=== Page extract ===
..............................

Stillman enrolled at Yale College in approximately 1892 as a transfer student for his junior year. He played for three years on the Yale Bulldogs football team. He was the center on the 1894 Yale Bulldogs football team that compiled a 16–0 record and was retroactively named co-national champions by the Billingsley Report, Helms Athletic Foundation, National Championship Foundation, and Parke H. Davis. At the end of the 1894 season, Stillman was a consensus choice as a first-team player on the 1894 College Football All-America Team. Caspar Whitney, published in Harper's Weekly magazine, and Leslie's Weekly by John D. Merrill. Stillman graduated from Yale's Sheffield Scientific School in 1895, having studied mechanical engineering. He was a member of St. Anthony Hall, Delta Phi, the Renaissance Club and the Dance Committee, and served as chairman of the supper committee. He was also a member of the track and field team. Reference to Stillman in the 1895 Yale senior class book refer to his heavy weight. Noting that Stillman claimed to trace his ancestry to Sir Francis Drake, the class book notes: "If any of P.T.'s distinguished relatives ever manage to circumnavigate him in the same time that Sir Francis did the earth, they will find themselves equally famous." Also appended to his biography in the class book was this quote: "Falstaff sweats to death, And lards the lean earth as he walks along."

..............................

[Point-per-instance localization data]
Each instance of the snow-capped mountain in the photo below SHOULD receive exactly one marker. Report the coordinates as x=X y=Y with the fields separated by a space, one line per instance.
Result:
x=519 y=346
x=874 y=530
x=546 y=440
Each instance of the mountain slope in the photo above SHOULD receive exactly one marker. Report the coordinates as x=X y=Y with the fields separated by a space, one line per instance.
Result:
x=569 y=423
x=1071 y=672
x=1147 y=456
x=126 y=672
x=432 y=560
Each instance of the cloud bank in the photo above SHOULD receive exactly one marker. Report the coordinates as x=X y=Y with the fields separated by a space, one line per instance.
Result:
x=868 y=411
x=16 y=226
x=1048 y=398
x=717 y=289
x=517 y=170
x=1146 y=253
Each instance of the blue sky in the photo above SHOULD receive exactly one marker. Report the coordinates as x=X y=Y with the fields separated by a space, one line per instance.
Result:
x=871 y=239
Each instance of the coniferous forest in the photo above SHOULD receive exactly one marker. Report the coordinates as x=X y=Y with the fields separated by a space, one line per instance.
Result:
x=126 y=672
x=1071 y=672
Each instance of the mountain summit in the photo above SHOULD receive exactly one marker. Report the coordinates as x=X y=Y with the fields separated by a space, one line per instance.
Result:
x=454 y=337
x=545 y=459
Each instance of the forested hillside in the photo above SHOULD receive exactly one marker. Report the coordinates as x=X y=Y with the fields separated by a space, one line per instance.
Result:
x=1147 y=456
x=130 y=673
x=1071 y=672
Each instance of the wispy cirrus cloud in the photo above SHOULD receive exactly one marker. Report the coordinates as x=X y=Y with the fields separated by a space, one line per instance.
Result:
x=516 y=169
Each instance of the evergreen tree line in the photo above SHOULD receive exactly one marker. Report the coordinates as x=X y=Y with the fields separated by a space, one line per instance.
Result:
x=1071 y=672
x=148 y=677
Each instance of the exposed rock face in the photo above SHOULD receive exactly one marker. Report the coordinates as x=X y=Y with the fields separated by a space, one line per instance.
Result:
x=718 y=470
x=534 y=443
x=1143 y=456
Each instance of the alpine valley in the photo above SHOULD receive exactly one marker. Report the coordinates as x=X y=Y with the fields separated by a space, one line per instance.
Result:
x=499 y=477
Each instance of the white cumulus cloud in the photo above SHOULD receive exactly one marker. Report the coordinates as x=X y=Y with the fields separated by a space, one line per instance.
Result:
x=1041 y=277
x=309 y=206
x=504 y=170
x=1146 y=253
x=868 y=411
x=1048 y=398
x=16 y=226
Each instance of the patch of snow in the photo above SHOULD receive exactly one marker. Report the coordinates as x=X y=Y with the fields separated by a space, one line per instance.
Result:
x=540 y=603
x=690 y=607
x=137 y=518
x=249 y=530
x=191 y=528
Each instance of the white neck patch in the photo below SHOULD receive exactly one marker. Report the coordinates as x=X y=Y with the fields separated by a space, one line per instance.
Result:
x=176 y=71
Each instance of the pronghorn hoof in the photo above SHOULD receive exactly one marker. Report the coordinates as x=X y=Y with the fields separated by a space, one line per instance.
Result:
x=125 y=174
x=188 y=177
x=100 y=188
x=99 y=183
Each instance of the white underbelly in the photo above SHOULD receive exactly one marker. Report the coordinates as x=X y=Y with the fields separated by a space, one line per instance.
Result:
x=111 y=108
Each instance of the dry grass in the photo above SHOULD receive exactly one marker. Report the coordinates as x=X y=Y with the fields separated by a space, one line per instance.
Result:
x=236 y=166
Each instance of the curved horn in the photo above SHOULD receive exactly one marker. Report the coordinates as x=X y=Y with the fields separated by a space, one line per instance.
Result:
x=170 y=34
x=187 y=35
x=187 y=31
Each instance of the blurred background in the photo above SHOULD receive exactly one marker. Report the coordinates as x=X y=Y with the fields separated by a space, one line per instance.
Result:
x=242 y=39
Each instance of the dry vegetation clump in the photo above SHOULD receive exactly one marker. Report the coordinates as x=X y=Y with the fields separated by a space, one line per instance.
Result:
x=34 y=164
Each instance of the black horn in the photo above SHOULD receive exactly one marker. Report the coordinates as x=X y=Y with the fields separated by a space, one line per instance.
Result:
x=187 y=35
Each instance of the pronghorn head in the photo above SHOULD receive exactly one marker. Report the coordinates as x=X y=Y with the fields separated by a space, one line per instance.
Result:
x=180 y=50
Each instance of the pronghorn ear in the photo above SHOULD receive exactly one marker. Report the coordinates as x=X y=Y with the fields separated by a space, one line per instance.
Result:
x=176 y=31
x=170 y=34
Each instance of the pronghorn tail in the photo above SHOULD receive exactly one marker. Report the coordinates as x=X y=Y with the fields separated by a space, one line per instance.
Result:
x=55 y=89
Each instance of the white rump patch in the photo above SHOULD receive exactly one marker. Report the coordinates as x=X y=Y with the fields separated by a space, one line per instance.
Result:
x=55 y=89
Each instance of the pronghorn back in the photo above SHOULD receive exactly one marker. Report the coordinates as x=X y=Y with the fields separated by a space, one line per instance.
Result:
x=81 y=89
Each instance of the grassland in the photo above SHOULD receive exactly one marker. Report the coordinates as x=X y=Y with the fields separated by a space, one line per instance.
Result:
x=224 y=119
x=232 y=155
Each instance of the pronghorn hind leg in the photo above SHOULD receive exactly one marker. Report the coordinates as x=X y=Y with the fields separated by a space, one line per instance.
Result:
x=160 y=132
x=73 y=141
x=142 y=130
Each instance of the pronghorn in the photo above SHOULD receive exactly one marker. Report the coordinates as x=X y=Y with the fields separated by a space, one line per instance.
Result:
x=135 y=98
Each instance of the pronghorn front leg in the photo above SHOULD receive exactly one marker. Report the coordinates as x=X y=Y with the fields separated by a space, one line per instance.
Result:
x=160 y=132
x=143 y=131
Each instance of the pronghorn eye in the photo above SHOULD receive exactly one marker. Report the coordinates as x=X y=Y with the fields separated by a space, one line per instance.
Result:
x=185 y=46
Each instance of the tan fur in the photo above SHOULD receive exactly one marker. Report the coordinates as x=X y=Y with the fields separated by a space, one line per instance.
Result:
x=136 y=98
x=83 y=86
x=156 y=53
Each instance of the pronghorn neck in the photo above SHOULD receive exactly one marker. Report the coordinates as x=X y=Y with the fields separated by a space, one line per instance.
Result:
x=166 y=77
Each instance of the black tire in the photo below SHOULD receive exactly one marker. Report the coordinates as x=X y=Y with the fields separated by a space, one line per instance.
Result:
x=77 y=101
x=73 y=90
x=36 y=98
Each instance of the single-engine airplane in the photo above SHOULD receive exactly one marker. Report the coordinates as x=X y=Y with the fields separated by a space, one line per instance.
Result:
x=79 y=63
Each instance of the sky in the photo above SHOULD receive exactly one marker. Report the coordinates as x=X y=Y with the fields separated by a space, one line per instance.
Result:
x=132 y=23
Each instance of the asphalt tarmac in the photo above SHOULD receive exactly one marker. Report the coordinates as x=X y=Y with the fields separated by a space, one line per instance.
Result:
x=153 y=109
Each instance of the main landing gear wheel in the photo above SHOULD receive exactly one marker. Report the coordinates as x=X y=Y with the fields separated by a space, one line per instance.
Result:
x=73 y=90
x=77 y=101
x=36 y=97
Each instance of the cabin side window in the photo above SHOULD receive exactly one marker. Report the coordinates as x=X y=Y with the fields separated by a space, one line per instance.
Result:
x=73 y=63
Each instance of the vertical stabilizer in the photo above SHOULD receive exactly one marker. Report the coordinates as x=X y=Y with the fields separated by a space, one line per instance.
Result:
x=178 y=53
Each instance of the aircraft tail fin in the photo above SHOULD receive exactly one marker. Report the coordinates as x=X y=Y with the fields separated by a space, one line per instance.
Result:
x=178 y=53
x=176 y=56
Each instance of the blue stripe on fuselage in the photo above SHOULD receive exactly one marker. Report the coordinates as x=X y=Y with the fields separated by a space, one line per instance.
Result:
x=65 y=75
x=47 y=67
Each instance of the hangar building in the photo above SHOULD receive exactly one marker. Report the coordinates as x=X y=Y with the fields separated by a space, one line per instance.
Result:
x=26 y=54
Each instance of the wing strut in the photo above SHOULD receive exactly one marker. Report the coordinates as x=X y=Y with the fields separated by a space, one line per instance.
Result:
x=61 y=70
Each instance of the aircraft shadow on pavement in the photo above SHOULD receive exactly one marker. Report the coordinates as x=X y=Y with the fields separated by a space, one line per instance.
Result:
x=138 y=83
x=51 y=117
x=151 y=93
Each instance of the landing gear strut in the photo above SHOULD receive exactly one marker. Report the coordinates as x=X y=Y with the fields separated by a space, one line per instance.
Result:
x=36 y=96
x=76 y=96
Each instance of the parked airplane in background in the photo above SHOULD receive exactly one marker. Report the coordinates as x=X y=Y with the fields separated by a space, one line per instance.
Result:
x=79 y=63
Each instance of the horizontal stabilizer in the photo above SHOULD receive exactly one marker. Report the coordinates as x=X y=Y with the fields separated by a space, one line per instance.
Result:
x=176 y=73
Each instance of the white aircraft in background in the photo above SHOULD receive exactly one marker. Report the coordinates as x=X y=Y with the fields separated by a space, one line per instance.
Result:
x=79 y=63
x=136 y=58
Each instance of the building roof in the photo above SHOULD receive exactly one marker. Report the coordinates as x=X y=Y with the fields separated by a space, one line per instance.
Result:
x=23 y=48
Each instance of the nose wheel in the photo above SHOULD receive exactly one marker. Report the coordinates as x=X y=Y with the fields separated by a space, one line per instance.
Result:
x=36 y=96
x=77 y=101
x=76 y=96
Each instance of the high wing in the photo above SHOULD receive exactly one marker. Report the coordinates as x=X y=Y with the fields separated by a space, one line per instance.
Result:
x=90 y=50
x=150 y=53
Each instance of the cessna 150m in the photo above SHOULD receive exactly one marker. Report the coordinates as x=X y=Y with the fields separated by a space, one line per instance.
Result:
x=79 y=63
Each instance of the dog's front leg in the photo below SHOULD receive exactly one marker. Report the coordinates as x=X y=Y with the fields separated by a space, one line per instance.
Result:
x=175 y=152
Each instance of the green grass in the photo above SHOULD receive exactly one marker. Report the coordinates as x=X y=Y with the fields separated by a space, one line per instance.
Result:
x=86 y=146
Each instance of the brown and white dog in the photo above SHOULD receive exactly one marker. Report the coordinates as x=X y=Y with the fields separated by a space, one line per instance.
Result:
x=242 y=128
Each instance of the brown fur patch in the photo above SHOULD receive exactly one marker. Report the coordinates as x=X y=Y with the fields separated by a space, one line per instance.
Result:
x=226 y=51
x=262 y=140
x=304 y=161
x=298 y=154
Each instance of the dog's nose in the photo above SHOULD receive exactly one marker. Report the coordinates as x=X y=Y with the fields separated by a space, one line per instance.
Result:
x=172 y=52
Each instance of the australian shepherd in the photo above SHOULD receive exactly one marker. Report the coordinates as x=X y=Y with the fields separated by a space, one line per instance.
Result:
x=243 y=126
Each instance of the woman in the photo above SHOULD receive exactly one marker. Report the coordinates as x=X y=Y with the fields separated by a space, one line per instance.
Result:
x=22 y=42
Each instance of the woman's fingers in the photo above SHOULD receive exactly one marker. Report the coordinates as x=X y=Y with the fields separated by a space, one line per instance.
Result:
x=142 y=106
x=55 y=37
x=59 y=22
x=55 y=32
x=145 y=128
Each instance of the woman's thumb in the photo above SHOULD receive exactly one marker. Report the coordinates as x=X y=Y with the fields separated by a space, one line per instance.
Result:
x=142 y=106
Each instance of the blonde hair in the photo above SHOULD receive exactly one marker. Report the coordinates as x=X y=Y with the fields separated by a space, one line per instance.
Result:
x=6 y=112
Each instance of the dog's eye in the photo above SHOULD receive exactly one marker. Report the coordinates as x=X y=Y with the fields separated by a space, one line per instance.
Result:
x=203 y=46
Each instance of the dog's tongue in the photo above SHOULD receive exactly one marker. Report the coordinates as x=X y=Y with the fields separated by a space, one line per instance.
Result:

..............................

=== Questions to answer ===
[1] Answer these questions from the passage on Stillman at Yale:
(a) What position did Stillman play on the 1894 Yale Bulldogs football team?
(b) From which Yale school did he graduate in 1895, and what did he study there?
(c) To whom did Stillman claim to trace his ancestry?
[2] Extend the passage on Stillman at Yale with the next part, beginning right after its final sentence.

=== Your responses ===
[1]
(a) Center.
(b) The Sheffield Scientific School; mechanical engineering.
(c) Sir Francis Drake.

[2]
Later years
After leaving Yale, Stillman was employed in the elevator business. He also served in the New York National Guard, holding the rank of captain in the 101st Cavalry. From 1900 to 1920, Stillman lived with his parents in Elizabeth, New Jersey. In 1900, he was employed as a shipping clerk. In 1910, he was working as an automobile salesman. In 1912, he was in charge of the New York office of Corbin Motor Vehicle Corporation. By 1917, he had entered the insurance business and was employed by his father's company, the F. W. Stillman Co., at 80 Maiden Lane in New York City. In 1920, he was vice president of his father's company, and he later became president of the company after his father died. In 1930, Stillman lived in Fairfield, Connecticut. He was married in October, 1934 to Helen Strong Piffard at Winter Park, Florida. In 1935, he was living in Winter Park with his wife, though he maintained his principal home in his later years at Weston, Connecticut. Stillman died in 1939 at the age of 66 at New York Hospital.